_Задание_
Как, согласно приведенному ниже отрывку о царствовании, назвал принцессу протодиакон Исаакиевского собора на торжественной ектинии?

А между тем судьба посылала ему предостережения, на
которые он, даже только как образованный человек, должен был обратить
внимание, памятуя уроки истории.
Между ними было главное - смутное время 1905 - 1908 гг., когда первая
революция сыграла пролог ко второй, показав во внушительных размерах, чем
может грозить русской культуре, единству, справедливости, порядку и
человеколюбию "русский бунт - бессмысленный и беспощадный".
Кровь массы неповинных жертв не возопила перед ним, и, освободившись от
ненавистных ему Витте и Столыпина, он с особым тщанием стал выбирать
руководителями внутренней политики таких ничтожных людей, как Горемыкин,
Штюрмер и, наконец, безличный князь Голицын, давая им в помощь таких
министров, как Маклаков, Алексей Хвостов и Протопопов, покупая минутное
расположение думы увольнением в отставку неугодных ей министров и дразня
ее увольнением вслед за тем таких людей, как Кривошеий, граф Игнатьев,
Александр Хвостов (честный человек, несмотря на свои ошибки) и Поливанов.
А между тем судьба была к нему благосклонна. Ему, по евангельскому
изречению, вина прощалась семьдесят семь раз. В его кровавое царствование
народ не раз объединялся вокруг него с любовью и доверием. Он искренно
приветствовал его брак с "Гессен-Даршматской" принцессой, как ее назвал на
торжественной ектинии протодиакон Исаакиевского собора. Народ простил ему
Ходынку; он удивлялся, но не роптал против Японской войны и в начале войны
с Германией отнесся к нему с трогательным доверием. Но все это было
вменено в ничто, и интересы родины были принесены в жертву позорной
вакханалии распутинства и избежанию семейных сцен со стороны властолюбивой
истерички. Отсутствие сердца, которое подсказало бы ему, как жестоко и
бесчестно привел он Россию на край гибели, сказывается и в том отсутствии
чувства собственного достоинства, благодаря которому он среди унижений,
надругательства и несчастия всех близких окружающих продолжает влачить
свою жалкую жизнь, не умев погибнуть с честью в защите своих исторических
прав или уступить законным требованиям страны. Этим же отсутствием сердца
я объясняю и то отсутствие негодования или праведного гнева за судьбы
людей и подданных, пострадавших от противозаконных и вредных действий его
сатрапов.

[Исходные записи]

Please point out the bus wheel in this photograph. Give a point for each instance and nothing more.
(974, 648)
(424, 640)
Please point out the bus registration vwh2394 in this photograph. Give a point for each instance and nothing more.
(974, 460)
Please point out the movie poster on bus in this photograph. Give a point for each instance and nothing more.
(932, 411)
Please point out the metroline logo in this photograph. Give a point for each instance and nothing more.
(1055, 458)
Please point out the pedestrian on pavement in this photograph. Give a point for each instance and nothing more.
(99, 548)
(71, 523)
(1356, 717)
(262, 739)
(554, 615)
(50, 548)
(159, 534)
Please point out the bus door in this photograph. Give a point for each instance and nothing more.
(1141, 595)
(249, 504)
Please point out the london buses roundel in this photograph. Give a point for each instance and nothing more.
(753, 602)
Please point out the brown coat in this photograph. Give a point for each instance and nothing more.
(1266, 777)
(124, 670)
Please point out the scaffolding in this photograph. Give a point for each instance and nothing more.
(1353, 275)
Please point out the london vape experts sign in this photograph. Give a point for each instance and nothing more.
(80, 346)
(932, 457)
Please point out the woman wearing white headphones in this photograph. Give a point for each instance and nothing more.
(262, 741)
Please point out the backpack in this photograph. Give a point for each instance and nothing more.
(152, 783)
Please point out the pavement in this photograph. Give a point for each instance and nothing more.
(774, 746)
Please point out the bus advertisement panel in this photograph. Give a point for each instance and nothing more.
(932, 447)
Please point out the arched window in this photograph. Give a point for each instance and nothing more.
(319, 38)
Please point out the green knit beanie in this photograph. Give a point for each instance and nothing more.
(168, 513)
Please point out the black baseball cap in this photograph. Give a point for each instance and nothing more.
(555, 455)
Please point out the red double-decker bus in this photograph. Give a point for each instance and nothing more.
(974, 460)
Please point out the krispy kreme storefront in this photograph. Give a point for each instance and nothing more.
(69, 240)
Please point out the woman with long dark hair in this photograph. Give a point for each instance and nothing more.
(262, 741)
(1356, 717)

_Правильный ответ_
«Гессен-Даршматской» принцессой.